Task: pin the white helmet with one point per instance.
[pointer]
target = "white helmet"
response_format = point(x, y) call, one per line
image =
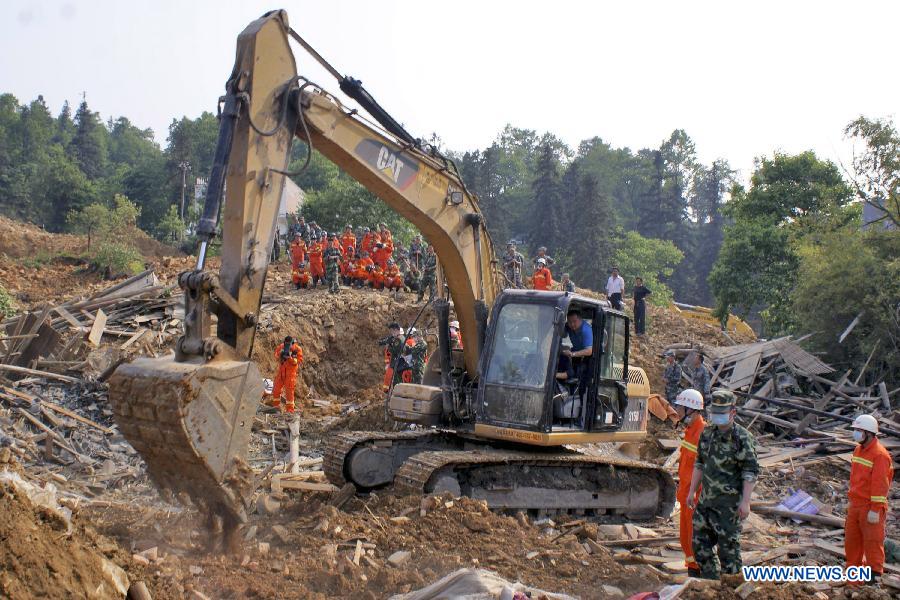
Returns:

Challenge
Rewrite every row above, changing "white helmet" to "red helmet" wherever it appears and keeping everything else the same. Leave the pictures out of your answer.

Expected answer
Task: pin the red helmet with one point per instance.
[pointer]
target = "red helmet"
response_format = point(x, y) call, one per line
image =
Returns:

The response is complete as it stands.